> [Selected excerpt]:

Bedford Co., VA - A Bedford County man paralyzed after falling from a tree stand is urging hunters to use safety harnesses in the woods.
Saturday is the kickoff of early muzzleloader season. Hunters will head out into the woods and up in tree stands, looking for the big buck. After two recent tree stand accidents in Bedford County, Barry Arrington says their focus needs to be on safety.
"It only takes a second," said Arrington.
Arrington knows that first hand. He's been a quadriplegic since falling from a tree stand 19 years ago.
"Got up on it. Stood on the platform. Did not re-attach my safety belt and just gave a little tap on the end of the stand to make sure it's secure," said Arrington. "It gave way and I landed on my head. Instantly I knew something was wrong because my whole body was tingling."
That one moment was followed by the better part of a year in the hospital, and a lifetime in a wheelchair.
"That just moment, or lapse in judgment," said Arrington.
Neighbor Vernie Kennedy ran out to help the Arrington family when he heard the rescue squad being called that night 19 years ago. Kennedy, a hunter education instructor, wants to help hunters do it the right way.

> [Extracted information]:
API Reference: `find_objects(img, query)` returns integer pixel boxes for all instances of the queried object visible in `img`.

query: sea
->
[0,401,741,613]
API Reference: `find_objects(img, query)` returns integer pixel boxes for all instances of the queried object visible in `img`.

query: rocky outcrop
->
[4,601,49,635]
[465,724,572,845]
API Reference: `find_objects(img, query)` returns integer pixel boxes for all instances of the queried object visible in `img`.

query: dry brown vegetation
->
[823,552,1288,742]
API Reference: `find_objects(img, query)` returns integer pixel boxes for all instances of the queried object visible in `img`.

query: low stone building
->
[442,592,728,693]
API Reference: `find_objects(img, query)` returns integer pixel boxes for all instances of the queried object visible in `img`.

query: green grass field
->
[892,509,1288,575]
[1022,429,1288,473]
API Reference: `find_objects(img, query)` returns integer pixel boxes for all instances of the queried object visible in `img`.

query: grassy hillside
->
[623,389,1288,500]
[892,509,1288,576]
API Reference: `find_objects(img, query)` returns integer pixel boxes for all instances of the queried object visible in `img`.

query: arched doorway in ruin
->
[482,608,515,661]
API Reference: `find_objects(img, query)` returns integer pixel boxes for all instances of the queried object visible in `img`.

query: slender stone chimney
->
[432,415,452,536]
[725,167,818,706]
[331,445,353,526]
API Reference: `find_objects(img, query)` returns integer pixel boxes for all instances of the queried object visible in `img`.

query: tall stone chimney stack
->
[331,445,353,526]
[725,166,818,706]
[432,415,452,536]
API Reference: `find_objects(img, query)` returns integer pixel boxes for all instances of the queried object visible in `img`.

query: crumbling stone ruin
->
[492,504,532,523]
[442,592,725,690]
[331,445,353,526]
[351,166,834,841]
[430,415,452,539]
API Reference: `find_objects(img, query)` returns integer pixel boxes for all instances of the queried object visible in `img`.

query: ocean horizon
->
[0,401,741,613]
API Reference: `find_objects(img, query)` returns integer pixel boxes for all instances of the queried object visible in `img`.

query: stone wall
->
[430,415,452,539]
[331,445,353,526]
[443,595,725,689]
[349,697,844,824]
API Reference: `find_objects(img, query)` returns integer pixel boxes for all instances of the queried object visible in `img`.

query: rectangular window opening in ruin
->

> [Prompt]: Resume the news report on the Bedford County tree stand accident, picking up after its last sentence about neighbor Vernie Kennedy. The material plays no part in the work here.

> [Solved exercise]:
"About a third of all accidents occur while you're climbing up in the tree stand. A third of them while you're in the tree stand. And then a third of them getting down," said Kennedy.
Kennedy says you should look for tree stands that are TMA (Tree Stand Manufacturers Association) approved. He does not recommend homemade tree stands and says to never modify a tree stand.
Arrington will never let a moment pass that becomes a missed opportunity to share his story.
"God he's in a wheelchair. Wow. Instantly they start paying attention," said Arrington. "If just one more person gets a safety belt and uses it, it was worth it."